:: Source passage ::
+++++
Post by CyclingDuo » Tue Jul 18, 2017 7:09 am

guitarguy wrote:So my wife and I just picked up our first bikes in a long time...very happy! Rode all over town yesterday. Now we have the "necessary" task of stocking up on all the essential extras we're going to want/need. In addition to helmets, we are loosely planning on a few items...

1. Prob a small under-seat style zip bag for each bike with a multi tool, spare tube, inflation/patch kit of some kind, etc. Need to think more about this but basically any little stuff that would be good to have on hand to help avoid a long walk (or hike if I'm in the woods) home.

Keep it simple. Are you really going to patch a tire while you are out for a short recreational ride? Skip the patch kit and just carry a tube. We ride bikes, on average, 8-9 hours a week all year long. Between the two of us, we got one flat tire last year (rim overheated descending a long mountain from all the braking and the tube blew). None this year so far. If you have good tires, keep a good air pressure in your tires, avoid debris - it's a rare event. Why burden what you care carrying. One tube, and compressed air in a under the seat bag is fine - but you will haul it around for a long time before it is ever needed.
+++++
:: Object pointing dataset rows ::

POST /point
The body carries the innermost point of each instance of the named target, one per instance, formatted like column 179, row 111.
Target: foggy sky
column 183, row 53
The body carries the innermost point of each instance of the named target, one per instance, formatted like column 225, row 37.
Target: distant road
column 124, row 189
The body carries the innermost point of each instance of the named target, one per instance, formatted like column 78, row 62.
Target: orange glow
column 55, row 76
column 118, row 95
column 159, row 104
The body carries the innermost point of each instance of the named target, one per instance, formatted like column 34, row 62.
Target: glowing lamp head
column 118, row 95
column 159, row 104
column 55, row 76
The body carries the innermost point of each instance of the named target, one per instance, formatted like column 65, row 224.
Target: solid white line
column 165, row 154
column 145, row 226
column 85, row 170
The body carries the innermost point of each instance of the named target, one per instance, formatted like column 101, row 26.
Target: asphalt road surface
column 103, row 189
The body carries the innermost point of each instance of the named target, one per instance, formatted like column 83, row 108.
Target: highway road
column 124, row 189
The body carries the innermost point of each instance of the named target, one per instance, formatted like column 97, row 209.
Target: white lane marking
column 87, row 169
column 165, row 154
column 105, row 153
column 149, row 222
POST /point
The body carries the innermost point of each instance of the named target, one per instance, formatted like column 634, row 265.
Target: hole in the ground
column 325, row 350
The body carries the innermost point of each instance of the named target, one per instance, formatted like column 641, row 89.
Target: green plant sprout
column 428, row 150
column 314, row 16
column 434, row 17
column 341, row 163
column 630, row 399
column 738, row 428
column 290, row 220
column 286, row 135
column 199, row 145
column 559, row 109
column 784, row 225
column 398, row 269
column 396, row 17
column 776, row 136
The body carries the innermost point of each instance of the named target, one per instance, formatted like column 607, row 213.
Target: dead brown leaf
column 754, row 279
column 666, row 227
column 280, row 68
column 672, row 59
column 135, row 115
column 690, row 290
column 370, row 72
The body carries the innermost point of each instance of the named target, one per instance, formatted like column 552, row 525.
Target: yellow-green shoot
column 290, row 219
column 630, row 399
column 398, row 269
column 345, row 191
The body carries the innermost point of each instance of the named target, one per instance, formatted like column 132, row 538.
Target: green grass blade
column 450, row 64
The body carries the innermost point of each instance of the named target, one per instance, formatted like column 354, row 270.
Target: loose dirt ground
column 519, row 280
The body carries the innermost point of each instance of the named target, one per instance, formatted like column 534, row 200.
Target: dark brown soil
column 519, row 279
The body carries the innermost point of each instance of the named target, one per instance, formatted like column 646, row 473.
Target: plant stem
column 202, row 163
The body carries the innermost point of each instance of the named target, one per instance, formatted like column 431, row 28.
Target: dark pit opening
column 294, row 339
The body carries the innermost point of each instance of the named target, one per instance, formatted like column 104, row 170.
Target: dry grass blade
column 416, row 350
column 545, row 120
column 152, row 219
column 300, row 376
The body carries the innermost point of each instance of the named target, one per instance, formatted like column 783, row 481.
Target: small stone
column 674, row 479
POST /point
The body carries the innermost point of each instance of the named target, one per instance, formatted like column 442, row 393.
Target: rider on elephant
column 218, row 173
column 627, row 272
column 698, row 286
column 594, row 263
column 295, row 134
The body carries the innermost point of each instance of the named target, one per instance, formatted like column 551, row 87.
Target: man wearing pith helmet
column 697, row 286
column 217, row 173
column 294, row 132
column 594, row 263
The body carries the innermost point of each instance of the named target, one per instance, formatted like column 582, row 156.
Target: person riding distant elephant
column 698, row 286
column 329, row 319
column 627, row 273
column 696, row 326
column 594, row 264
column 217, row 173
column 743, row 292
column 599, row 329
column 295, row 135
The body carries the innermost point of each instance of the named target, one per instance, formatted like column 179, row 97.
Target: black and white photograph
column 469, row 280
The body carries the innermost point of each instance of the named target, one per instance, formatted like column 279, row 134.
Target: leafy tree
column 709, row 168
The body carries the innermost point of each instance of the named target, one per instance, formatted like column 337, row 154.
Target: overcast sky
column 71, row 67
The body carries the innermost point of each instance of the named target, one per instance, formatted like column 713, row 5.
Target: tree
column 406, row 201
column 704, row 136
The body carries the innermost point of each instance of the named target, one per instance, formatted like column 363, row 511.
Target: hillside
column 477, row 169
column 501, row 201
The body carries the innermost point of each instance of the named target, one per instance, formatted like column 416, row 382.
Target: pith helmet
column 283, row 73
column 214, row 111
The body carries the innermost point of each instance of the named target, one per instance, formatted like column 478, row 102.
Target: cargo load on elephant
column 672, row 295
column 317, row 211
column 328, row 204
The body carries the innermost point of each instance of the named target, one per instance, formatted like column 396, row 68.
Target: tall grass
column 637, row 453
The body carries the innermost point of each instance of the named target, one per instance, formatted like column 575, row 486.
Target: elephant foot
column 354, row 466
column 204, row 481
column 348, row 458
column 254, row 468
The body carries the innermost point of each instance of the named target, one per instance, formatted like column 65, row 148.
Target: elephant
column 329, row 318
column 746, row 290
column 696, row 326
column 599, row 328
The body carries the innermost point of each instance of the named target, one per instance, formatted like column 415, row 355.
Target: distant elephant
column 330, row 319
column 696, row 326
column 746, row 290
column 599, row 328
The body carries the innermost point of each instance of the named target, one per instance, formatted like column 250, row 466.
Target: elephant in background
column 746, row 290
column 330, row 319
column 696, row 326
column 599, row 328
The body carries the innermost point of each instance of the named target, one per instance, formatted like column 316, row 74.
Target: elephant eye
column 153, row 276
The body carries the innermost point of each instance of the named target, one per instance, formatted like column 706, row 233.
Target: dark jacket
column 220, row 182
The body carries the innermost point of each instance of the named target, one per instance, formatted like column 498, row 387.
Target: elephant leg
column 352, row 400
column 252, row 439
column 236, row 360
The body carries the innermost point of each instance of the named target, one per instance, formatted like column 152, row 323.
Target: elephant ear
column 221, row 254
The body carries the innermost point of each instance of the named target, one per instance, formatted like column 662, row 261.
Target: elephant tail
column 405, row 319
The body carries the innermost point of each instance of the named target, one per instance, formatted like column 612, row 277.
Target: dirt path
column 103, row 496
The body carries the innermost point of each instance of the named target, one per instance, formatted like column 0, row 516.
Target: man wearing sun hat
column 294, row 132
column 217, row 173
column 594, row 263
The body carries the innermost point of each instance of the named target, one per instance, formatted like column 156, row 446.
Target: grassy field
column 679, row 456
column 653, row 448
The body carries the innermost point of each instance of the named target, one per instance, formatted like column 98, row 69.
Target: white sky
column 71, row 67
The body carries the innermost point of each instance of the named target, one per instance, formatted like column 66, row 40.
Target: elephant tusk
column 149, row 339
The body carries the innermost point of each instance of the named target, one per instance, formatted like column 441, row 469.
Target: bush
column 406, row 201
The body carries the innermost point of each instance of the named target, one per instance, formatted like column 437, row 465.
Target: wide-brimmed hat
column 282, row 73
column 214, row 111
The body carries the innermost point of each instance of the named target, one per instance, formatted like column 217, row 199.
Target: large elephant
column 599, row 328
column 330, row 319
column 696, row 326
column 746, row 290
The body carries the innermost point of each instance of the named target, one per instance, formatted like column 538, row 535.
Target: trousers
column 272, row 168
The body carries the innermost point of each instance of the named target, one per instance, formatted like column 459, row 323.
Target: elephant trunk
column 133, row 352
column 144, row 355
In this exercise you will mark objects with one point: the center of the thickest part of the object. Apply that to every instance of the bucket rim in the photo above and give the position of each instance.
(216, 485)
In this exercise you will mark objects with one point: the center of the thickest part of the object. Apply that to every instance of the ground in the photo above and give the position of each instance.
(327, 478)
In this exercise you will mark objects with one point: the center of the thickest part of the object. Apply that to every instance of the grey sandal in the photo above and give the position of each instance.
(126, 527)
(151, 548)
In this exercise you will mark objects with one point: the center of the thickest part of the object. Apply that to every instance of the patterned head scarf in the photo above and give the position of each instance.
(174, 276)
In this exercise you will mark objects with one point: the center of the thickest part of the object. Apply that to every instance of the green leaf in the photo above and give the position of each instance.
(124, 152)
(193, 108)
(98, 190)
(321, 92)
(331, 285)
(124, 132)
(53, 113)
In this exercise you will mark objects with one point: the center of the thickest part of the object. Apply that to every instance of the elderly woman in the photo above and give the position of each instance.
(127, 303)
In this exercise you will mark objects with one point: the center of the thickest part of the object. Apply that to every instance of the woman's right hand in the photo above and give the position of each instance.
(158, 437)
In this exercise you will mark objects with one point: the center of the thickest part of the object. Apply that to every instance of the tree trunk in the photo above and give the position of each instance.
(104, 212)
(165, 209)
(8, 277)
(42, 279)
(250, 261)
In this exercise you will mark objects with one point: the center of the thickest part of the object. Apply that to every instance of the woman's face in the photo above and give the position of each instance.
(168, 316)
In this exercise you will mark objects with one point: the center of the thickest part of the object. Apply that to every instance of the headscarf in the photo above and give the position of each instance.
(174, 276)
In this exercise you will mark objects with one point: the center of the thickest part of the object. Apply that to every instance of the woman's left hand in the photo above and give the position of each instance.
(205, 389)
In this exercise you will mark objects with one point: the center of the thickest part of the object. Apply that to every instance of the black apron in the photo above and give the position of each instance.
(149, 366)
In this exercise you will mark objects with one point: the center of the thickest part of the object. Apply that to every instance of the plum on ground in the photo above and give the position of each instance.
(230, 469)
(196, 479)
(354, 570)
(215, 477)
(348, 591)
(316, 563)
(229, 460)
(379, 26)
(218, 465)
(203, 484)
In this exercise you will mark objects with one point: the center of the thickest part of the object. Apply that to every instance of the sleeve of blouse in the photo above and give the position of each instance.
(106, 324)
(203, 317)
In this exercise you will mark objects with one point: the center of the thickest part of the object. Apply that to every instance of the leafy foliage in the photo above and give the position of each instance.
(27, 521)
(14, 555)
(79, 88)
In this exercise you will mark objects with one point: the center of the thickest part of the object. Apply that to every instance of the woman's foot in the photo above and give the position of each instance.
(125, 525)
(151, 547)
+++++
:: What to work on ::
A: Write out the cycling forum post from "Keep it simple." to "is ever needed.".
B: In the cycling forum post, list the items that point 1 says would go in the small under-seat zip bag.

:: Answers given ::
A:
Keep it simple. Are you really going to patch a tire while you are out for a short recreational ride? Skip the patch kit and just carry a tube. We ride bikes, on average, 8-9 hours a week all year long. Between the two of us, we got one flat tire last year (rim overheated descending a long mountain from all the braking and the tube blew). None this year so far. If you have good tires, keep a good air pressure in your tires, avoid debris - it's a rare event. Why burden what you care carrying. One tube, and compressed air in a under the seat bag is fine - but you will haul it around for a long time before it is ever needed.

B: multi tool, spare tube, inflation/patch kit